### STATED GOAL
Please print exactly the lines running from the one that contains "Expected: for every instance of the tree" to the end of the data, with both lines included.

- - -

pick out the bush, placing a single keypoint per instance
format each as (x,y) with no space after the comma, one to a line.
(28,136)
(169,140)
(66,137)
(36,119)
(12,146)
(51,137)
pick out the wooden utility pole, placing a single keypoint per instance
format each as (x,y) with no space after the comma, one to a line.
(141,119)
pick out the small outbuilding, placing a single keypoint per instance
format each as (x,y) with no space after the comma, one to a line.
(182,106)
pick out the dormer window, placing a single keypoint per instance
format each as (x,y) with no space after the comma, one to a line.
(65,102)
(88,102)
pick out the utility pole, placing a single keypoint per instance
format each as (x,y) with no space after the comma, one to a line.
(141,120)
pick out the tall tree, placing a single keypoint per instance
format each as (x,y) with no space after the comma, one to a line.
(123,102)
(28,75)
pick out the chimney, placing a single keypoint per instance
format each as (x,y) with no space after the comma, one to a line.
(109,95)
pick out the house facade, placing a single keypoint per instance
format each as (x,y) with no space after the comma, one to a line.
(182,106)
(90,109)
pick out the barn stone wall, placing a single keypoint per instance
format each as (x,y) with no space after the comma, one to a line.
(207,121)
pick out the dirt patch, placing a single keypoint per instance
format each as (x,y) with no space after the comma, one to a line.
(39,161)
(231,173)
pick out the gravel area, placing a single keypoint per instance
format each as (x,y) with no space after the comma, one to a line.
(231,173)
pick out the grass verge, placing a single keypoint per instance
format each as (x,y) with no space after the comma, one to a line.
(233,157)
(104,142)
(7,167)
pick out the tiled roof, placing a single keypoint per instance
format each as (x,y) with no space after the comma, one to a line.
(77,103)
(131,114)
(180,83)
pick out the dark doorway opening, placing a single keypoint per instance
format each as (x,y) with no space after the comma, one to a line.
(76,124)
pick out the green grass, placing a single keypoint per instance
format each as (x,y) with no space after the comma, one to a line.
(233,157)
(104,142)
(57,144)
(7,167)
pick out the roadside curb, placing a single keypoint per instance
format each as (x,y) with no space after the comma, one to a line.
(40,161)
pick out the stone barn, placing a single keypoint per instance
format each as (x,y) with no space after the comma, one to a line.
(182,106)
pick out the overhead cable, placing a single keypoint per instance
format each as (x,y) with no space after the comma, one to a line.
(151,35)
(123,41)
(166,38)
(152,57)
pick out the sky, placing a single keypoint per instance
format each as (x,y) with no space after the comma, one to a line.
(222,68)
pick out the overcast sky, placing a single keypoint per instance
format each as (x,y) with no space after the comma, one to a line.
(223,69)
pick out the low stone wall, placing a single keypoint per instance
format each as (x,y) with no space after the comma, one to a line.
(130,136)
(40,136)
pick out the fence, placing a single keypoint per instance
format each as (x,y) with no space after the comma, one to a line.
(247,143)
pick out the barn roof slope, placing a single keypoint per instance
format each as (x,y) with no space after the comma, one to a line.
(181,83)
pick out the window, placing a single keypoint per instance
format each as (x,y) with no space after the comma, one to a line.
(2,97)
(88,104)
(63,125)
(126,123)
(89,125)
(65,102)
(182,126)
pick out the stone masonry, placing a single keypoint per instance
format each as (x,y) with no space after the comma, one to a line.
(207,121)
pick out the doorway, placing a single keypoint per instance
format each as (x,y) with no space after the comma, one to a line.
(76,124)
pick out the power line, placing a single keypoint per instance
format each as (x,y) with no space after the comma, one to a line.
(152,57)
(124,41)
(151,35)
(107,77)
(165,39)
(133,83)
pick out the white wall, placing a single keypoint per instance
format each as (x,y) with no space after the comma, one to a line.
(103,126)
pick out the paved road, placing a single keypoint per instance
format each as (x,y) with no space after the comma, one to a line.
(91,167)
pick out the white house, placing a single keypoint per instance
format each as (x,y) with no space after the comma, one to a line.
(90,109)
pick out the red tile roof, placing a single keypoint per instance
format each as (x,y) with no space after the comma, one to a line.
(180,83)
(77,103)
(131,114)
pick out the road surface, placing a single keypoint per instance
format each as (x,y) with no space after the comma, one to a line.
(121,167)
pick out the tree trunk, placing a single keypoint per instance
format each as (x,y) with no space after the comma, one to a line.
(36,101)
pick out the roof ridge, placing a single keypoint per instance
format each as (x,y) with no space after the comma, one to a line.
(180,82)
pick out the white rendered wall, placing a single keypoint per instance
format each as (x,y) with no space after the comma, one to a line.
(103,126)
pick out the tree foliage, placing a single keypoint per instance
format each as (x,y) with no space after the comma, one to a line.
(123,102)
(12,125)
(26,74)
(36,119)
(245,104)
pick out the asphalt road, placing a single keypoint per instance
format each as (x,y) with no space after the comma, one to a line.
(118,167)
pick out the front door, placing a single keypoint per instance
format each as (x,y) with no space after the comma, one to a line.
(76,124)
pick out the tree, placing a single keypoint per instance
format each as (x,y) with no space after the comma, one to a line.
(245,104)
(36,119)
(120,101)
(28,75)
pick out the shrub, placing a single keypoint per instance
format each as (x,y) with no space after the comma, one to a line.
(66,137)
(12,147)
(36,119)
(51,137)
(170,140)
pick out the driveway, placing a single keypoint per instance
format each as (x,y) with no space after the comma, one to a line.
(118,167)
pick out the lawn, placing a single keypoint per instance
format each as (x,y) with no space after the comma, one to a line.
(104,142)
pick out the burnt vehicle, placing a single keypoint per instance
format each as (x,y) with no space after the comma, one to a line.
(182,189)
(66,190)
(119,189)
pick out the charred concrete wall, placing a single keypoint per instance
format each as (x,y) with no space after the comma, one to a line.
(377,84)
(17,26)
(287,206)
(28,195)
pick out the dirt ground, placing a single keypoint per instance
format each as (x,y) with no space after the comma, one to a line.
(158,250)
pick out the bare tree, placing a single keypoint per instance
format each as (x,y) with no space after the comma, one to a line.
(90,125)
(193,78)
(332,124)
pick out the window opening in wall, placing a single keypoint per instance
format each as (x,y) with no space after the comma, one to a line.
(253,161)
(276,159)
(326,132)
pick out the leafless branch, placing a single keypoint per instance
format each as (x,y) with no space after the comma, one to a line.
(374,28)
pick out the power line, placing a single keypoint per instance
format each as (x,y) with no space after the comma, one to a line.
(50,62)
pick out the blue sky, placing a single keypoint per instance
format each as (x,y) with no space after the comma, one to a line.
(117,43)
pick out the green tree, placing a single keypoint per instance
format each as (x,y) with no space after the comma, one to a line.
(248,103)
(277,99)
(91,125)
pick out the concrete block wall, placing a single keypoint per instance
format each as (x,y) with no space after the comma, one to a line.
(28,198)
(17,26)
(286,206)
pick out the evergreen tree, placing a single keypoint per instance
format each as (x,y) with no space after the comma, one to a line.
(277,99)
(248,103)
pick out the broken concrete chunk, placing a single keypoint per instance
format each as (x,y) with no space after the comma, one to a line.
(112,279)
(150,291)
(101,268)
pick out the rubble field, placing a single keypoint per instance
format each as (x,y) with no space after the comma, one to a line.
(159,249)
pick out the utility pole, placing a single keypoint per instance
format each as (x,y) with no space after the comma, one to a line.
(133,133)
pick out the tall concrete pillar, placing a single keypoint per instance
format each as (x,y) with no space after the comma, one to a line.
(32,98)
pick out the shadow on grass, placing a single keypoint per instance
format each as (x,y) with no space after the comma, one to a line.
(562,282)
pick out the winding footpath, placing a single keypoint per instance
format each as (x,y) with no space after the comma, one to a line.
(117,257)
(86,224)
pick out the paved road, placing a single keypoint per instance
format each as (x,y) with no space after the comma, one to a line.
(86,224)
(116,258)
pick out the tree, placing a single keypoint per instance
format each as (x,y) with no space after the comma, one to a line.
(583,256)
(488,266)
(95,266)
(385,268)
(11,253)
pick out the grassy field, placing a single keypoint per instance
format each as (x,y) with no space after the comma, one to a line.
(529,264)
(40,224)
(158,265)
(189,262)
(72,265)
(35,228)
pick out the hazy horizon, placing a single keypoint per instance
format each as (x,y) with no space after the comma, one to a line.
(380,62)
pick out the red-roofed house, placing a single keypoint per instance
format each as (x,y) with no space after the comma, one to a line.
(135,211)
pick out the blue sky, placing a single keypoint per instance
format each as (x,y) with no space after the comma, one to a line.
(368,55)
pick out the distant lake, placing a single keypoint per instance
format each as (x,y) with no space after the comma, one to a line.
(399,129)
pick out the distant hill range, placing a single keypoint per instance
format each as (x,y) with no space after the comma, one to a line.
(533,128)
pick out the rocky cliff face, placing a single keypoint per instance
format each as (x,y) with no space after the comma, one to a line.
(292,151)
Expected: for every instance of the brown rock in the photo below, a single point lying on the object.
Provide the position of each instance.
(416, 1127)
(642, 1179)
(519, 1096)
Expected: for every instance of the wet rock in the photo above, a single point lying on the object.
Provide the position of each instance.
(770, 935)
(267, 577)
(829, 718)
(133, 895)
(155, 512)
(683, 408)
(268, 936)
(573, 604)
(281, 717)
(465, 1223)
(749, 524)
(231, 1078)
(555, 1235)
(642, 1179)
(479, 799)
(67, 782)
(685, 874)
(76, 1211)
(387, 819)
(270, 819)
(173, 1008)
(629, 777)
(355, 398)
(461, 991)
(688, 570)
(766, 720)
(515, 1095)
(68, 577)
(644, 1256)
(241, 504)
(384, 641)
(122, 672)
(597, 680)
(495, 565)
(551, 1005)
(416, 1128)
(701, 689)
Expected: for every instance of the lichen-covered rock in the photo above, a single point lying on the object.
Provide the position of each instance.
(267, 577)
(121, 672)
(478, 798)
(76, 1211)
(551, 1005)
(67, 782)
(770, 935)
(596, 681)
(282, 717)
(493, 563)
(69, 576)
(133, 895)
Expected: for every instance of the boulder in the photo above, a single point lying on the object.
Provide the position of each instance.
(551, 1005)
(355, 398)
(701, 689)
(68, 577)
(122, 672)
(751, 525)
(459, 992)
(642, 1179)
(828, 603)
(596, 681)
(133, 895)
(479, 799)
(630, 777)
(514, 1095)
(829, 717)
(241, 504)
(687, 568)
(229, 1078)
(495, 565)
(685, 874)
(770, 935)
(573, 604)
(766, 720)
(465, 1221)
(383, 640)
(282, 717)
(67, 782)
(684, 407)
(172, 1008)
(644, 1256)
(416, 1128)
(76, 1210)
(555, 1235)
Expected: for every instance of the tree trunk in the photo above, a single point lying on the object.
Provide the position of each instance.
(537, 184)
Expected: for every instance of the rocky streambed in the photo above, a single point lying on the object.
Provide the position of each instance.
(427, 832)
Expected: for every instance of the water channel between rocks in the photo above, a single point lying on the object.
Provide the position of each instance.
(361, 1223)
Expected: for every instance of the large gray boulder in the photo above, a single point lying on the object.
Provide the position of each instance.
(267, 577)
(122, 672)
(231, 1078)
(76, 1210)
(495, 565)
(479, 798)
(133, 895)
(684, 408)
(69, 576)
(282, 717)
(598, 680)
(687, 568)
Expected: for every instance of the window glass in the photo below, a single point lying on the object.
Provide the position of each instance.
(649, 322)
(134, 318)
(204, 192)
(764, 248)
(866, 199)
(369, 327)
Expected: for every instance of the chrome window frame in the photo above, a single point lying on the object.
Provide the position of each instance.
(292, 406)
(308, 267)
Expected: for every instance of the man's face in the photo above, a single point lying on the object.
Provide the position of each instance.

- - -

### RESPONSE FOR THIS EXERCISE
Expected: for every instance of the tree trunk in the photo above, a single point lying on the object.
Provide the position of each instance.
(537, 184)
Expected: for every instance of the rocky streambed in the photo above, a single point lying on the object.
Provide the position of each instance.
(427, 832)
Expected: for every instance of the water channel between rocks in the photo above, a single point lying on the object.
Provide the position of each instance.
(361, 1223)
Expected: for every instance of the large gray boulder in the photo above, a single point lying on the object.
Provide the position of each instance.
(267, 577)
(122, 672)
(231, 1078)
(76, 1210)
(495, 565)
(479, 798)
(133, 895)
(684, 408)
(69, 576)
(282, 717)
(598, 680)
(687, 568)
Expected: for every instance of the window glass in the photo below, a single point lying on the object.
Provide the position of each instance.
(649, 322)
(134, 318)
(204, 192)
(764, 248)
(866, 199)
(369, 327)
Expected: for every instance of the chrome window frame in the photo above, a single point lying on the object.
Provide the position of each instance.
(292, 406)
(308, 267)
Expected: for every instance of the man's face in the photo above, a single point lying on the object.
Provide the position of each instance.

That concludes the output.